▶ **GIVEN INSTRUCTION A**
Arrange the records, from their start through the line containing "[239,109,294,175]", as a JSON list of strings with one string per line and no blank lines.

▶ **SELECTED EXTRACT**
╭──
The McKinsey Center for Future Mobility Analysis shows that autonomous driving could generate \$300 Million to \$400 Million by 2035~\cite{Deichmann_Ebel_Heineke_Heuss_Kellner_Steiner_2023}. 

\subsection{Semantic Segmentation}
\label{intro:semseg}
Semantic segmentation refers to the pixel-wise labeling of an image~\cite{doi:10.1080/08839514.2022.2032924}.
As opposed to conventional object detection, the pixel-wise fine-grained outputs of semantic segmentation models provide additional rigour to ADSs. 

\subsection{Road Detection}
\label{intro:road}
In this paper, we consider the task of \textbf{Road detection}. In particular, given an RGB image of a traffic scenario, our task is to localise the pixels containing the road surface.

\begin{figure}
\centering
\begin{subfigure}{0.20\textwidth}
    \includegraphics[width=\textwidth]{road_image_example.jpg}
    \caption{Traffic scenario}
    \label{road:image}
\end{subfigure}
\hfill
\begin{subfigure}{0.20\textwidth}
    \includegraphics[width=\textwidth]{road_mask_example.jpg}
    \caption{Binary road mask}
    \label{road:mask}
\end{subfigure}
\hfill        
\caption{An illustration of the binary road mask for a traffic scenario.}
\label{road:detection}
\end{figure}

As shown in Figure \ref{road:detection}, our aim is to differentiate the pixels of the input image belonging to the road (shown in white) from the rest of the scenario (shown in black). This is an important basic task for autonomous vehicles attempting to navigate real-world environments.
╰──
Entries from an annotation dataset:
╭──
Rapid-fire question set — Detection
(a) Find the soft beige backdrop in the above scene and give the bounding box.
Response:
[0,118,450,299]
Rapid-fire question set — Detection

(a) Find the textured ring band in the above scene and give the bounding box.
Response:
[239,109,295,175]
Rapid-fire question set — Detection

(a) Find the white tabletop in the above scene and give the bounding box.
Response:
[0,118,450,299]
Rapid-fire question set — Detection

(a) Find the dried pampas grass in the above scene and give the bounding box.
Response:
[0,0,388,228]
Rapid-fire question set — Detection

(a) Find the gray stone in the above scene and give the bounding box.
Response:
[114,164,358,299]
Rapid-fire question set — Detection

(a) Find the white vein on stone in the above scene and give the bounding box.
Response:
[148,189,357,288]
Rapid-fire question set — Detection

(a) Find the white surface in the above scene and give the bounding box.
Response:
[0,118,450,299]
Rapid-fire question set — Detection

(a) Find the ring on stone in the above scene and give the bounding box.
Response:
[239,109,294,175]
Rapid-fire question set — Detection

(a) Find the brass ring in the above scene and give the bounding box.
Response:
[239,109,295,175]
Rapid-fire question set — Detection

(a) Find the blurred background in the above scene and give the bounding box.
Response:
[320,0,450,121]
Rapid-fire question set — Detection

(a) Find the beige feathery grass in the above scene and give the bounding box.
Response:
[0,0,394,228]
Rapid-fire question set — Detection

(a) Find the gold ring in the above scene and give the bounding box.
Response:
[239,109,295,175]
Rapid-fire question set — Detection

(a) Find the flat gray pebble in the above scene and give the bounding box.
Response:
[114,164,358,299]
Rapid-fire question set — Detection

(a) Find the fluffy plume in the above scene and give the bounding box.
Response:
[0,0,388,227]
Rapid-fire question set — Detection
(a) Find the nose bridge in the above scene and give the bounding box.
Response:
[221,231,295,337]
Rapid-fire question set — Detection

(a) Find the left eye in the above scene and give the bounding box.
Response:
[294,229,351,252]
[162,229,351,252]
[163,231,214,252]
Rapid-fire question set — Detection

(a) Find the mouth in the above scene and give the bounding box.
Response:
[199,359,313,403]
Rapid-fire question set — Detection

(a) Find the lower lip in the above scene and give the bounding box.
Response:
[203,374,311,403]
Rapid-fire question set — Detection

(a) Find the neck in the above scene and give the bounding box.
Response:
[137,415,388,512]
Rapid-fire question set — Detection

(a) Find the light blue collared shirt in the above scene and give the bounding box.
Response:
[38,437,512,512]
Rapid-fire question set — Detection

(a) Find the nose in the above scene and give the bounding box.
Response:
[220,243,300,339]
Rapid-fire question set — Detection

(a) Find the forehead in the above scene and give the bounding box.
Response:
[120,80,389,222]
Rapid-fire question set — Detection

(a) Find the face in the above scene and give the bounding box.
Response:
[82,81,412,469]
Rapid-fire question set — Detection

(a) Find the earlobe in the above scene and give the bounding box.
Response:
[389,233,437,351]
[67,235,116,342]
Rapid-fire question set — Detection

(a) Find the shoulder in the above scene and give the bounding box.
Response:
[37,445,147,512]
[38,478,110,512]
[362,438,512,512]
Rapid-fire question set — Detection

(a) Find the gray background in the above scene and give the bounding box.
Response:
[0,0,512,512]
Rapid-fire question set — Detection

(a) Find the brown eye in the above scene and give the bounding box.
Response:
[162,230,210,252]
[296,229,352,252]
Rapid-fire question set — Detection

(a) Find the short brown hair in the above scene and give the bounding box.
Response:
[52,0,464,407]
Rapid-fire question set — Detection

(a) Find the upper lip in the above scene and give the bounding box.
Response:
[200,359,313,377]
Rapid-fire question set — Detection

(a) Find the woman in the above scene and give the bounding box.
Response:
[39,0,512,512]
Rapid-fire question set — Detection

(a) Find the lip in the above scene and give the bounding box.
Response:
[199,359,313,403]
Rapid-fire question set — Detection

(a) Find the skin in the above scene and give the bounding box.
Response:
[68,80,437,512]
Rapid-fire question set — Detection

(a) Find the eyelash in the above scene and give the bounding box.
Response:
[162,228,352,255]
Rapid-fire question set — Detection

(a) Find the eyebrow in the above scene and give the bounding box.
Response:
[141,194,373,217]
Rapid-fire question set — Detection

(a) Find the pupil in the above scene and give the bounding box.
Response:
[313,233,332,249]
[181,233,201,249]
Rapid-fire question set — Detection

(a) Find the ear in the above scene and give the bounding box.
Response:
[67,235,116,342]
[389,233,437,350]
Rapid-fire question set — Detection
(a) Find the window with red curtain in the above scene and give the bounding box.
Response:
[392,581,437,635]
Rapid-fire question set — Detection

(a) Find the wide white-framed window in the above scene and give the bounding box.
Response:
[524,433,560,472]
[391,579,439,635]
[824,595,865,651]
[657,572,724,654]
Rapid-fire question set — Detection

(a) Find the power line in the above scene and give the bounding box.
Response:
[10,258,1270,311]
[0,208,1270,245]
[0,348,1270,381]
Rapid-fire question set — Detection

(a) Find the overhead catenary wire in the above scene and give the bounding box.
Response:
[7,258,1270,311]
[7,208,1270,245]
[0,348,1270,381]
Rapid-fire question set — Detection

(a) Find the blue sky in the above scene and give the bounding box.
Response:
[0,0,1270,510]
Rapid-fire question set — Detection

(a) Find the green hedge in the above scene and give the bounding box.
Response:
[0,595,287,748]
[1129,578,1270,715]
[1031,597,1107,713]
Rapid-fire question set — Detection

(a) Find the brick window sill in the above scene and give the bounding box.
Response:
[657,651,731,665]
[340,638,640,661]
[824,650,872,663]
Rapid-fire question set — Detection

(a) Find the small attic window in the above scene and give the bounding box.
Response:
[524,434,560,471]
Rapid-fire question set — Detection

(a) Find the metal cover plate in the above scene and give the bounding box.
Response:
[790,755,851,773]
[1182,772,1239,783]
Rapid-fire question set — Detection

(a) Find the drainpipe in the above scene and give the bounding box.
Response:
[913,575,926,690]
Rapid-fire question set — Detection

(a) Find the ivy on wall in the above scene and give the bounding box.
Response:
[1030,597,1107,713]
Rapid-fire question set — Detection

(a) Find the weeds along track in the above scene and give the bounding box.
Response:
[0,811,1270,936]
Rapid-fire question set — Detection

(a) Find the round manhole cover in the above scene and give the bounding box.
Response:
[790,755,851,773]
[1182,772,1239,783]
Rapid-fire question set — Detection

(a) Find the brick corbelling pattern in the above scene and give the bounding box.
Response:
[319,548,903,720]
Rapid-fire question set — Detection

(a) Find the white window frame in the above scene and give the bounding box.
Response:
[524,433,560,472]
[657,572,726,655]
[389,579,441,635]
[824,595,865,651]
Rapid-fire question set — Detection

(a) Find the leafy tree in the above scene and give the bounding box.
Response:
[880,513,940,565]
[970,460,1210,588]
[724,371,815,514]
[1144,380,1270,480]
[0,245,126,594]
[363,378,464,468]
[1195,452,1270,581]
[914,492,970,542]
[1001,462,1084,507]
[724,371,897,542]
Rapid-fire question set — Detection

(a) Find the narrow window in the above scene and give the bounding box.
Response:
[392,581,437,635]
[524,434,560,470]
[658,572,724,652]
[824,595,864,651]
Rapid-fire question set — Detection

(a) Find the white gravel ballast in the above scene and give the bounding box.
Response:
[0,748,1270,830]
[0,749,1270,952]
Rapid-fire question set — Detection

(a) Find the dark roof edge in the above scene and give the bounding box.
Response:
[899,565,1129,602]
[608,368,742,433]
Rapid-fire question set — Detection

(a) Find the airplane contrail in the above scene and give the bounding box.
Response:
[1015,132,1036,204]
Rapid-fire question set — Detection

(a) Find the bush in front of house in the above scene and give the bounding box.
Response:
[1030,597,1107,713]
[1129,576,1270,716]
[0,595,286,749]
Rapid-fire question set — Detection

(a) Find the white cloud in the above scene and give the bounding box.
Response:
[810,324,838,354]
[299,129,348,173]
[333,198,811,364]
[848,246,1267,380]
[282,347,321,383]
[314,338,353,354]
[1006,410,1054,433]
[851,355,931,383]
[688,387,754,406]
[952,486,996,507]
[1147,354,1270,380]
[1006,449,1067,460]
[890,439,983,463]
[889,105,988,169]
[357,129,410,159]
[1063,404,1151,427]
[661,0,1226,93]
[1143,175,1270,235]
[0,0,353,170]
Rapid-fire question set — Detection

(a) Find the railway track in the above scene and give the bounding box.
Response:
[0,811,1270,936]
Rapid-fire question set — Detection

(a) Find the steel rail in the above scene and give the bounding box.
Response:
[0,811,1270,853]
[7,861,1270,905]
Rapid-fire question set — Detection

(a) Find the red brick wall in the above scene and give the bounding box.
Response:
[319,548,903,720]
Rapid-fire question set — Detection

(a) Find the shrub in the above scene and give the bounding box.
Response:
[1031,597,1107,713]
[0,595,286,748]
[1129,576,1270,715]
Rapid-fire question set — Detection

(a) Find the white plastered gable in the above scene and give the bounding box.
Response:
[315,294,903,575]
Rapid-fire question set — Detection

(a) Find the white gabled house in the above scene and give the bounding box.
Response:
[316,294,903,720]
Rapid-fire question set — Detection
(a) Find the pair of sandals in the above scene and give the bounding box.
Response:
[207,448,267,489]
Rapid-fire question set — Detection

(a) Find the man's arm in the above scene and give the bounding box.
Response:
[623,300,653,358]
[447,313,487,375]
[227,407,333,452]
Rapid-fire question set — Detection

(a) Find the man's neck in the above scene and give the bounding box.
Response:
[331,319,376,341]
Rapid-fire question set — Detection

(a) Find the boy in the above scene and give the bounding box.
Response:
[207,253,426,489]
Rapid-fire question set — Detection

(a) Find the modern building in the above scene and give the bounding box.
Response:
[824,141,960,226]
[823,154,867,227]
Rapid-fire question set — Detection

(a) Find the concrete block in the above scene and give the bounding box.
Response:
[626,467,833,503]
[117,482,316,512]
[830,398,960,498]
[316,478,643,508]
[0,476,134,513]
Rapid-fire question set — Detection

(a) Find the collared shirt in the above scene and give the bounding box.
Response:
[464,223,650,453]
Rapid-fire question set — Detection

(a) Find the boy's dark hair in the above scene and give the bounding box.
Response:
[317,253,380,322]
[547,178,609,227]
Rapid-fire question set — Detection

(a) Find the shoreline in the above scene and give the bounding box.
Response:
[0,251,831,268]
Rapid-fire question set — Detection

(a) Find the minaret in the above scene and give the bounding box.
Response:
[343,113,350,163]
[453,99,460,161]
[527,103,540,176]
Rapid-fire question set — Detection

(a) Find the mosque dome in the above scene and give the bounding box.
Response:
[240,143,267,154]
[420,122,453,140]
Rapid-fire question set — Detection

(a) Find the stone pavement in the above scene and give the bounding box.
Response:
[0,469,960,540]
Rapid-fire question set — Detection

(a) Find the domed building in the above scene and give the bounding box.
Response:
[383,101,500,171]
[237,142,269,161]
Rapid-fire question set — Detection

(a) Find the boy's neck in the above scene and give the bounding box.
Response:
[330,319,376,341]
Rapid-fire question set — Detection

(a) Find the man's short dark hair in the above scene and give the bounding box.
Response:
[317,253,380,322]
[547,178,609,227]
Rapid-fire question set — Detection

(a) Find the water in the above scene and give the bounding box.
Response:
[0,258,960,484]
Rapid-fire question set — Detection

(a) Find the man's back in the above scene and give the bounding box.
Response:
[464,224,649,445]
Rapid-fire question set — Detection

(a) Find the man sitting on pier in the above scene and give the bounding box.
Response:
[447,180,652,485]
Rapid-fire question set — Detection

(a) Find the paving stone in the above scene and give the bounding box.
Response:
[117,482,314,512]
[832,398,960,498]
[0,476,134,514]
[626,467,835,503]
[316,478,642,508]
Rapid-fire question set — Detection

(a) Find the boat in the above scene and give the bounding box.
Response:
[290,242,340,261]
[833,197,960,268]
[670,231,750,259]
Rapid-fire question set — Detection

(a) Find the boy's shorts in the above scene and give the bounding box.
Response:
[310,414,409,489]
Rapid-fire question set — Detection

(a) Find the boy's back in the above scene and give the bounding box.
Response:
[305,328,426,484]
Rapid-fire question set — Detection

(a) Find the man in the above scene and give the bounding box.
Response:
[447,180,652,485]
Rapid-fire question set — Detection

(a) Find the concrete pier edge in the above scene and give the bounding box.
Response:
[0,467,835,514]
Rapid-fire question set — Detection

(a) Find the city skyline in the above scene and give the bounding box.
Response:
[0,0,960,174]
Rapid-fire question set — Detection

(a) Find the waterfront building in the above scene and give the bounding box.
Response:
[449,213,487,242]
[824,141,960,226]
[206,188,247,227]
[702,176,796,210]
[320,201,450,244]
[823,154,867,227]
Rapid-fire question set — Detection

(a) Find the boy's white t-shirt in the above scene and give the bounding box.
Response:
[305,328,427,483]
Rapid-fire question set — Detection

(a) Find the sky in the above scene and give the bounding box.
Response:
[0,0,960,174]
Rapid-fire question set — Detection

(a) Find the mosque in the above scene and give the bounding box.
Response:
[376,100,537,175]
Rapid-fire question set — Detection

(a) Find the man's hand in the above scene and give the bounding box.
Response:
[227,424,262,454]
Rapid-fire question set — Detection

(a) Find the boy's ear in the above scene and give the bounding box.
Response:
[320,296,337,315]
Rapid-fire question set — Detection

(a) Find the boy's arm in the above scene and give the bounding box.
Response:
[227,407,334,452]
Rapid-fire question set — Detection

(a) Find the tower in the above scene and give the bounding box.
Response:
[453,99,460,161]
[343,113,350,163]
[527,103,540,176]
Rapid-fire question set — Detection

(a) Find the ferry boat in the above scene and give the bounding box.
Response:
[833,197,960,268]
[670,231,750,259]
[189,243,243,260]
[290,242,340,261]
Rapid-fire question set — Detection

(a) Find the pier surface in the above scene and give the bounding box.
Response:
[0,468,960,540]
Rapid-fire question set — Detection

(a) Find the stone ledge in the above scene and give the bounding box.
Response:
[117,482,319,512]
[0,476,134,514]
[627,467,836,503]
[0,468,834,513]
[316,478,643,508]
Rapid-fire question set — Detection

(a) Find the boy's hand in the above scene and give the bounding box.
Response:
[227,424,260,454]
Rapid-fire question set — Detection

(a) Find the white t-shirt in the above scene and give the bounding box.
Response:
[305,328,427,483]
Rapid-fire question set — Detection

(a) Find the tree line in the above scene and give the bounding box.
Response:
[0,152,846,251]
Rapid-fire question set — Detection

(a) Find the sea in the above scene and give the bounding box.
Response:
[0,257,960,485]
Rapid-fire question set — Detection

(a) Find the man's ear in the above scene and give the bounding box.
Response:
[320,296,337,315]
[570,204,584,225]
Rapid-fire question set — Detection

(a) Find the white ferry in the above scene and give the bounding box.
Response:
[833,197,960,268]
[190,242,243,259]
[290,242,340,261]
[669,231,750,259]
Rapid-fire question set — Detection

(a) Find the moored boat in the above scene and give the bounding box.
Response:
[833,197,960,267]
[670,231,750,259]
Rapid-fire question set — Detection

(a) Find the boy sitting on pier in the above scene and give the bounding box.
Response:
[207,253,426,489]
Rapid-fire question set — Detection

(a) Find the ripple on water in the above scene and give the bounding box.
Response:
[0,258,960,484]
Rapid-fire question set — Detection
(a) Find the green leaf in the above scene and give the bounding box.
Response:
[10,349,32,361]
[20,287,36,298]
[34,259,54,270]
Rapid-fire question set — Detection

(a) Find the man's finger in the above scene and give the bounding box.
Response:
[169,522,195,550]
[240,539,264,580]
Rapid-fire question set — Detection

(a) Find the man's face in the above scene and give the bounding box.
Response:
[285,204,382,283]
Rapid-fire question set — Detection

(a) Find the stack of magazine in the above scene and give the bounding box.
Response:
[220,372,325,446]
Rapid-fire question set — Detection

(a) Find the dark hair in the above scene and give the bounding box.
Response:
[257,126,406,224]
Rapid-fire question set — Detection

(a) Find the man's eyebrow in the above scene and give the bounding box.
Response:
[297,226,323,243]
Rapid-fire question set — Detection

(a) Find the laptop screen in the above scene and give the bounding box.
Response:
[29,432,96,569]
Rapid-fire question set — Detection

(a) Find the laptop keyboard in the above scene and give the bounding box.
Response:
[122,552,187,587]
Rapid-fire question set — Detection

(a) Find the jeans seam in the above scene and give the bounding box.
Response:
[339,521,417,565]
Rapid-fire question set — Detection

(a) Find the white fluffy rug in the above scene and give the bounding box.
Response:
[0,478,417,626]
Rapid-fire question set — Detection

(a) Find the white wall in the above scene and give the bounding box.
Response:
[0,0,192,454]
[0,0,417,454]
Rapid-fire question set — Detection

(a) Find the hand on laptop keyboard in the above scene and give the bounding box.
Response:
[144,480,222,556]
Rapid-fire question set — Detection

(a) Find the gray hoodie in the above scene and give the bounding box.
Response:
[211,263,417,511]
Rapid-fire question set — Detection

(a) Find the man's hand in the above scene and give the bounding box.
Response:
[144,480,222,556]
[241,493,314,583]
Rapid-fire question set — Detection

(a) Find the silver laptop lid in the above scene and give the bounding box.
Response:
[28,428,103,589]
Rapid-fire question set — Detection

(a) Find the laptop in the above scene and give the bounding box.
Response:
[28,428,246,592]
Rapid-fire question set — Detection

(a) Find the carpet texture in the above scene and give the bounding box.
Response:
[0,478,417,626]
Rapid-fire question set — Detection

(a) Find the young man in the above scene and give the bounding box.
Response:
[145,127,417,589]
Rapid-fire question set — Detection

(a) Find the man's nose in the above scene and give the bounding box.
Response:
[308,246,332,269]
╰──
▶ **GIVEN INSTRUCTION B**
Pick up the passage on road detection for autonomous vehicles from where it stops.

▶ **ANSWER A**
[
  "Rapid-fire question set — Detection",
  "(a) Find the soft beige backdrop in the above scene and give the bounding box.",
  "Response:",
  "[0,118,450,299]",
  "Rapid-fire question set — Detection",
  "(a) Find the textured ring band in the above scene and give the bounding box.",
  "Response:",
  "[239,109,295,175]",
  "Rapid-fire question set — Detection",
  "(a) Find the white tabletop in the above scene and give the bounding box.",
  "Response:",
  "[0,118,450,299]",
  "Rapid-fire question set — Detection",
  "(a) Find the dried pampas grass in the above scene and give the bounding box.",
  "Response:",
  "[0,0,388,228]",
  "Rapid-fire question set — Detection",
  "(a) Find the gray stone in the above scene and give the bounding box.",
  "Response:",
  "[114,164,358,299]",
  "Rapid-fire question set — Detection",
  "(a) Find the white vein on stone in the above scene and give the bounding box.",
  "Response:",
  "[148,189,357,288]",
  "Rapid-fire question set — Detection",
  "(a) Find the white surface in the above scene and give the bounding box.",
  "Response:",
  "[0,118,450,299]",
  "Rapid-fire question set — Detection",
  "(a) Find the ring on stone in the above scene and give the bounding box.",
  "Response:",
  "[239,109,294,175]"
]

▶ **ANSWER B**
\section{Datasets}
\label{dataset}

\subsection{Description of Candidates}
There are multiple labelled datasets for the task of Automotive Semantic Segmentation. In this work, we consider the following candidates:

\begin{itemize}
    \item CityScapes~\cite{Cordts2016Cityscapes} contains $\approx$ 3000 images for training. The original dataset consists of 30 classes, of which we limit our work to locating the pixels classified as \textit{flat:road}.
    \item KITTI-Road-Segmentation~\cite{Mahna_2021} is an aggregation of sources like the KITTI Vision Benchmark~\cite{Fritsch2013ITSC}. It contains $\approx$ 250 images for training.
\end{itemize}

\subsection{The SizeDiv Metric}
\label{sizedev:intro}
For efficient and powerful training, a candidate dataset should have sufficient number of samples and diversity across them. In this regard, we propose the following metric to assess the quality of the dataset candidate.
\subsubsection{Notation}
\begin{itemize}
    \item $N$ - the number of scenario images in the training dataset
    \item $u_{i}$ - the embedding vector for the image indexed $i$ \\ ($1 \leq i \leq N$).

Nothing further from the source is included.